**Exercise description**. Drop all images and give the records again exactly.

Excerpts from point annotation data:
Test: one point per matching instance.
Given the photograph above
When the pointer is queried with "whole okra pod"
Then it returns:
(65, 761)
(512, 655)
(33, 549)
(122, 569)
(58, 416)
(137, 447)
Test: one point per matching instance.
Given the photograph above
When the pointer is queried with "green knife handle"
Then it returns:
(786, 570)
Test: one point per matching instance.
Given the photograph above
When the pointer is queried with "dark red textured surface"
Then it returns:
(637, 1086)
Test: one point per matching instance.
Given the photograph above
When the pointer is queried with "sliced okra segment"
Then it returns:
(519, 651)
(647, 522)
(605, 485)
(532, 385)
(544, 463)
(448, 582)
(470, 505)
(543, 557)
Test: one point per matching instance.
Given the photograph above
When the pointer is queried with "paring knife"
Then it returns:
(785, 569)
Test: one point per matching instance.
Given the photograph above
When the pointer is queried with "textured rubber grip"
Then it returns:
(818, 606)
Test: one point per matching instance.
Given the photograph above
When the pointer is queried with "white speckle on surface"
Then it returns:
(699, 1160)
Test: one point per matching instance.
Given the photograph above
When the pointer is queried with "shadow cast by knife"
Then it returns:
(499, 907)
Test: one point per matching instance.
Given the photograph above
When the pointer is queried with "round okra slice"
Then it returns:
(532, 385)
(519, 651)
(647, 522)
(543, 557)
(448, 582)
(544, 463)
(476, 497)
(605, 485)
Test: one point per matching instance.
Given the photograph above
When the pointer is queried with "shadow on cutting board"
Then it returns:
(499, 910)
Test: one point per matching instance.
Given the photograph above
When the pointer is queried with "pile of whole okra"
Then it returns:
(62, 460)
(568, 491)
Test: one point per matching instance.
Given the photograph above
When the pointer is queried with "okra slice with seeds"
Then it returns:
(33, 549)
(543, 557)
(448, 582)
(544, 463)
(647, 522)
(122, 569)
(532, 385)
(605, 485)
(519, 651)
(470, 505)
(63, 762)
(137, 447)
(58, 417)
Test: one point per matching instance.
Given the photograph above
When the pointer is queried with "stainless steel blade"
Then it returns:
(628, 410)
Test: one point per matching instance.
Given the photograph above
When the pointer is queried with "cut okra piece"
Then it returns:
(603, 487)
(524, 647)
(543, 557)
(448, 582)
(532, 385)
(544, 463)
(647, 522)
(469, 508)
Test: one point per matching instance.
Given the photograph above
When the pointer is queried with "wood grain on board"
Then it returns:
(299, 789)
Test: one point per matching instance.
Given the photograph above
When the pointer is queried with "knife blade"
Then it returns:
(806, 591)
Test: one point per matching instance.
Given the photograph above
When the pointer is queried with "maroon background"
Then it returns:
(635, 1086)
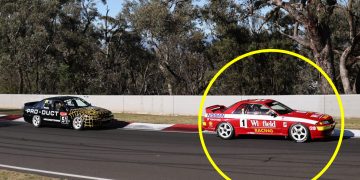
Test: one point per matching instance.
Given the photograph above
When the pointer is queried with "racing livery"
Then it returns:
(66, 110)
(267, 117)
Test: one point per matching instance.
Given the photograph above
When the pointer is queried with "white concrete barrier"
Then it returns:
(189, 105)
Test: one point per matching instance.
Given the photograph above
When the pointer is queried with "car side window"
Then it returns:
(59, 106)
(240, 109)
(257, 109)
(48, 104)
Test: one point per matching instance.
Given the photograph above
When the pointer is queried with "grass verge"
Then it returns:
(12, 175)
(351, 123)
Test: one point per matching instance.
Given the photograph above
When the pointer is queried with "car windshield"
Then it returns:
(279, 108)
(76, 103)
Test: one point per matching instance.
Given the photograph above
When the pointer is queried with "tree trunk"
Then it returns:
(344, 74)
(321, 46)
(357, 84)
(21, 82)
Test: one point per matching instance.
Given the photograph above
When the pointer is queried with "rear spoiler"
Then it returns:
(215, 109)
(30, 104)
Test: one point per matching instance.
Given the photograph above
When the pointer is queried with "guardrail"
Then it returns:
(189, 105)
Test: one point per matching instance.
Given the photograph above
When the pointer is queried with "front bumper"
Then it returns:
(323, 131)
(90, 123)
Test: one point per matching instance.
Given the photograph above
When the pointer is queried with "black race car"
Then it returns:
(66, 110)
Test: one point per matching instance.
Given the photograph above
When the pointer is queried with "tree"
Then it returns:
(314, 17)
(347, 20)
(168, 30)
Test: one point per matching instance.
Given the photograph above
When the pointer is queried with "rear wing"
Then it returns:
(215, 109)
(30, 104)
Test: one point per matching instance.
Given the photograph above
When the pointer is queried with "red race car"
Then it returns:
(267, 117)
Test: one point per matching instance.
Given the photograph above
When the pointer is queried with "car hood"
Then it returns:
(91, 111)
(308, 115)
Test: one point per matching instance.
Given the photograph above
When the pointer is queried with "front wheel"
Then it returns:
(36, 121)
(299, 133)
(78, 123)
(225, 130)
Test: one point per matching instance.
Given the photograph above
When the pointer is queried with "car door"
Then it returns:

**Final result**.
Test: one point per matching instance.
Given the photograph above
When the pointer is queried with "whole okra pod"
Then it returns:
(65, 761)
(512, 655)
(33, 549)
(122, 569)
(58, 416)
(137, 447)
Test: one point per matching instance.
Given the photograph above
When the pointer is queried with "green knife handle"
Then it returns:
(786, 570)
Test: one point per matching instance.
Given the photograph above
When the pointer is queried with "dark red textured surface"
Then it returns:
(637, 1086)
Test: one point per matching instance.
Given the photograph above
When the pointer is queried with "sliced okra segment"
Then it returns:
(519, 651)
(647, 522)
(605, 485)
(532, 385)
(544, 463)
(448, 582)
(470, 505)
(543, 557)
Test: one point per matching instance.
Given the photograph above
When the pointer is queried with "paring knife"
Then it returns:
(785, 569)
Test: one point per matching instance.
Given the photograph above
When the pointer is queried with "textured rubber grip"
Then it returns:
(818, 606)
Test: one point per matching instance.
Given the photograph above
When the pointer is queried with "white speckle on surface"
Then it returns:
(699, 1160)
Test: one point per matching instance.
Given the photograph above
When the pointer is queried with "shadow cast by knife"
Then it returns:
(499, 907)
Test: one point per matching instance.
Given the photograph above
When the pointer is queried with "round okra slice"
Then it returns:
(532, 385)
(519, 651)
(647, 522)
(543, 557)
(448, 582)
(544, 463)
(476, 497)
(605, 485)
Test: one point per matching instance.
Given the photograph above
When the pointer is queried with "shadow on cutting board"
Then it returns:
(499, 910)
Test: one point per matching instance.
Given the photograph above
When the pointer is queried with "pile of whole okra"
Then it returns:
(62, 460)
(568, 491)
Test: one point per matching instance.
Given the photograph above
When the pointer is queried with "okra slice with seeds"
Then it returns:
(33, 549)
(543, 557)
(448, 582)
(544, 463)
(647, 522)
(122, 569)
(532, 385)
(605, 485)
(519, 651)
(470, 505)
(63, 762)
(137, 447)
(58, 417)
Test: one point per matching instance.
Given the photograph above
When the pointer is queried with "stainless steel blade"
Then it returns:
(628, 410)
Test: one point per matching instance.
Given the photograph above
When the pointer is queried with "cut okra piece"
Then it returns:
(603, 487)
(524, 647)
(543, 557)
(448, 582)
(532, 385)
(544, 463)
(647, 522)
(469, 508)
Test: one point per matching instance.
Given the photograph above
When the pointer is queried with "wood grain on board"
Then it returns:
(299, 789)
Test: one point per matching instance.
Given the photograph above
When the pointer is queried with "knife blade"
Then it returns:
(806, 591)
Test: one point per matching instance.
Given the photograph above
When the pointer is queried with "maroon background"
Then it returns:
(635, 1086)
Test: one point per matching instance.
Given the photograph above
When the pointer is queried with "racing livery"
Then it returns:
(66, 110)
(267, 117)
Test: one point per matching instance.
Given the photograph above
When the pointer is queried with "white concrete barrier"
Then it returns:
(189, 105)
Test: one point per matching instance.
Given the photograph above
When the pointer is queried with "car side window"
Then it returns:
(59, 106)
(240, 109)
(257, 109)
(48, 104)
Test: one point per matching instance.
Given the photograph above
When the pointer is queried with "grass verge"
Then it returns:
(12, 175)
(351, 123)
Test: one point per matching instance.
Given the photograph above
When the pointer is queried with "car windshield"
Then it returns:
(279, 108)
(76, 103)
Test: one point per matching instance.
Given the photograph above
When the pointer is queried with "tree trunk"
Then it returns:
(344, 74)
(321, 46)
(357, 84)
(21, 82)
Test: one point per matching instance.
Given the photograph above
When the pointer is queried with "rear spoiler"
Then it returns:
(215, 109)
(30, 104)
Test: one point per matching instance.
Given the photograph above
When the pointer is queried with "guardrail"
Then it returns:
(189, 105)
Test: one point per matching instance.
Given the photograph above
When the pointer is queried with "front bumper"
Then it returns:
(323, 131)
(90, 123)
Test: one point per matching instance.
Given the photograph above
When the pointer is queried with "black race car"
Then it returns:
(66, 110)
Test: one point per matching instance.
Given the photograph above
When the pointer is queried with "tree"
Then it returns:
(314, 17)
(347, 20)
(168, 30)
Test: one point per matching instance.
Given the photograph above
When the pointer is queried with "rear wing"
Then it returns:
(215, 109)
(30, 104)
Test: one point per matching instance.
Given the photograph above
When the pointer is queried with "red race car"
Then it returns:
(267, 117)
Test: one point per matching instance.
Given the photograph above
When the pointer is queried with "car hood"
Then it returns:
(91, 111)
(308, 115)
Test: one point per matching instance.
Given the photograph above
When the pointer is queried with "front wheel"
Then it returns:
(36, 121)
(299, 133)
(78, 123)
(225, 130)
Test: one point per matching instance.
Given the photograph above
When the pointer is queried with "car door"
Then it returns:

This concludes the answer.